§ WHAT THIS TASK INVOLVES: Rewrite the material below, replacing each "top-left" with "upper-left" and leaving everything else unchanged. Omit the pictures from your version.

§ RECORDS FOR THIS TASK:
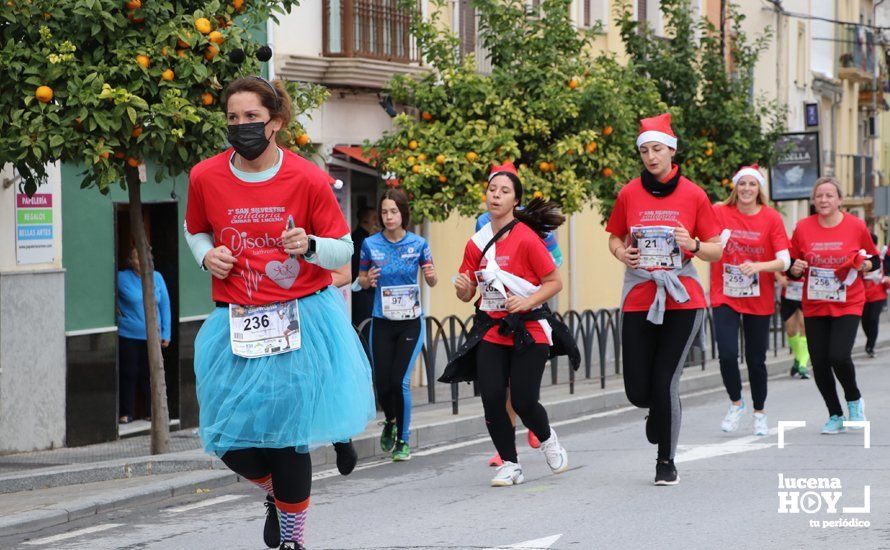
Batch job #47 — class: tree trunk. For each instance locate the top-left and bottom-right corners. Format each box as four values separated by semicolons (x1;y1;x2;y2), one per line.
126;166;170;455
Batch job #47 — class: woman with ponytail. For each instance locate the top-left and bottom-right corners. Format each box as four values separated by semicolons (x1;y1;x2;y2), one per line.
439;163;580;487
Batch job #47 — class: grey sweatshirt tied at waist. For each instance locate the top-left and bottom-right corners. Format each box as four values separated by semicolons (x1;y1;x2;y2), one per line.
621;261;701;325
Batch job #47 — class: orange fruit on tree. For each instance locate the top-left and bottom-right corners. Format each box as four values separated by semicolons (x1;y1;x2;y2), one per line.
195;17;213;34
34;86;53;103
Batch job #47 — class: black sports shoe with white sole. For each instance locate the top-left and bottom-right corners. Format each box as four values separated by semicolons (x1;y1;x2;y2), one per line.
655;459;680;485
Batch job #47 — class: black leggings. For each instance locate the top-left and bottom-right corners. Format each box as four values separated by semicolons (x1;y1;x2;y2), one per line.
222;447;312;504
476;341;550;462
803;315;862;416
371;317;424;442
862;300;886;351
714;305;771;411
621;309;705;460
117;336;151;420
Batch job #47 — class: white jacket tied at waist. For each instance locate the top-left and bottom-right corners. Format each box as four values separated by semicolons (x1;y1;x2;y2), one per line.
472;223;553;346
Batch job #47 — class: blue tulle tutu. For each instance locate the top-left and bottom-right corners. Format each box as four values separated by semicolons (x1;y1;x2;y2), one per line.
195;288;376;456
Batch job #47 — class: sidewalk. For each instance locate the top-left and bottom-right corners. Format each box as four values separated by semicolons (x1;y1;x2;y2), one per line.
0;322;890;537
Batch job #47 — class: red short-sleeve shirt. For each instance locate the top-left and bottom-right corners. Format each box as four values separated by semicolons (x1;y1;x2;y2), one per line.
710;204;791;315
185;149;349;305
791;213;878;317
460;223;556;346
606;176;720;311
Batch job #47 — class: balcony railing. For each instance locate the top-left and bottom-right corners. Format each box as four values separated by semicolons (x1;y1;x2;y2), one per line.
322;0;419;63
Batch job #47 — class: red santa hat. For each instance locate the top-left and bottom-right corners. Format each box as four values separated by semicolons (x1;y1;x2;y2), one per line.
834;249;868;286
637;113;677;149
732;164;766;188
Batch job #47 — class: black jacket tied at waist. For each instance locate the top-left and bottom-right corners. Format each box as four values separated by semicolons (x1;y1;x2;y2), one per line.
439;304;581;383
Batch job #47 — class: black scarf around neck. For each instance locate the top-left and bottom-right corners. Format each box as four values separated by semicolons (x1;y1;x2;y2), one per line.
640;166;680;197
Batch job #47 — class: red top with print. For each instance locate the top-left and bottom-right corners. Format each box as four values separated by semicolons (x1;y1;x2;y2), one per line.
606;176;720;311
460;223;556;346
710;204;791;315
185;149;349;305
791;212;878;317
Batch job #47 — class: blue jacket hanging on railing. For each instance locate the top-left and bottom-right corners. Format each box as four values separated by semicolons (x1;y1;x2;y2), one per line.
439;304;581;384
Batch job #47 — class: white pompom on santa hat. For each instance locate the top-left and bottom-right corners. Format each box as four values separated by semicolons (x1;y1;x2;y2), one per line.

§ EXERCISE RESPONSE:
Batch job #47 — class: tree trunk. For each instance locate the upper-left and bottom-right corners. Format each box as four values separated by semicolons (x1;y1;x2;y2), one per line.
126;166;170;455
Batch job #47 — class: woman with ponytail. For each instance locate the upper-left and bottom-right corners. Format each box as four values separated by semicolons (x1;y1;x2;y2), one per line.
439;163;580;487
Batch job #47 — class: grey sweatshirt tied at waist. For each instance locate the upper-left and bottom-right corners. Format each box as four values separated by semicolons (x1;y1;x2;y2), one per line.
621;261;701;325
Batch job #47 — class: orange fruit on tree. For each instance locate the upper-left and bottom-right corners. Format each box as four values separated by semicolons (x1;y1;x2;y2), one per line.
195;17;213;34
34;86;53;103
Batch job #47 — class: black sports shoe with white sole. For each instance locate the upper-left and bottom-right corners. Format each box as four values separated by semicolons (x1;y1;x2;y2), one per line.
655;459;680;485
Batch job #47 — class: black leggings. For each instance locate the upper-left and bottom-right corners. Format each box as four values separated by semicolons (x1;y1;x2;y2), one per line.
222;447;312;504
476;341;550;462
803;315;862;416
371;317;424;442
862;300;886;351
714;305;771;411
621;309;705;460
117;336;151;420
Batch job #47 — class: white jacket tied at waist. For each instance locate the upper-left and bottom-right corners. Format each box as four values separated by semicolons (x1;y1;x2;y2), one per line.
472;223;553;346
Batch job #47 — class: blue tulle tutu. For each instance locate the upper-left and bottom-right corners. Format each box as four values separated by semicolons (x1;y1;x2;y2), one per line.
195;288;376;456
Batch job #47 — class: sidewalk. For each instance locate the upper-left and bottom-right corners. Format each box as four values separated by semicolons (x1;y1;x2;y2), one per line.
0;322;890;537
Batch job #47 — class: red short-sleeve shirt. For each instance locate the upper-left and bottom-right corners. Format each box as four values separated by semicolons (x1;y1;x2;y2), one per line.
710;204;791;315
185;149;349;305
791;213;878;317
460;223;556;346
606;176;720;311
Batch job #47 — class: balcony railing. For each instance locate the upper-left and bottom-right corners. Format each box as four values separated by semicolons (x1;y1;x2;y2), one per line.
322;0;419;63
Batch job #47 — class: red santa hat. For each instance locate the upper-left and bottom-right corners. Format each box as four values separated by semicolons (x1;y1;x2;y2), one per line.
834;249;868;286
637;113;677;149
732;164;766;188
Batch job #47 — class: black jacket tied at waist. For each instance locate the upper-left and bottom-right corners. Format each box as four values separated by semicolons (x1;y1;x2;y2), one per line.
439;304;581;383
Batch job #47 — class: black scarf around neck. For each instance locate the upper-left and bottom-right corners. Format each box as four values separated by semicolons (x1;y1;x2;y2), one per line.
640;166;680;197
Batch job #47 — class: red top with print. For each instance locate the upper-left and bottom-right corners. Format each box as four values separated by semicolons (x1;y1;x2;y2), one per line.
606;176;720;311
460;223;556;346
710;204;791;315
185;149;349;305
791;212;878;317
Batch job #47 — class: blue jacket hanging on railing. For each instance locate the upper-left and bottom-right corners. Format each box as four values separated by semicolons (x1;y1;x2;y2), one per line.
439;304;581;384
Batch job #47 — class: white pompom on santa hat. For each instance locate the upper-left and bottom-right corners. Format each box as four values separated by semicolons (x1;y1;x2;y2), one per line.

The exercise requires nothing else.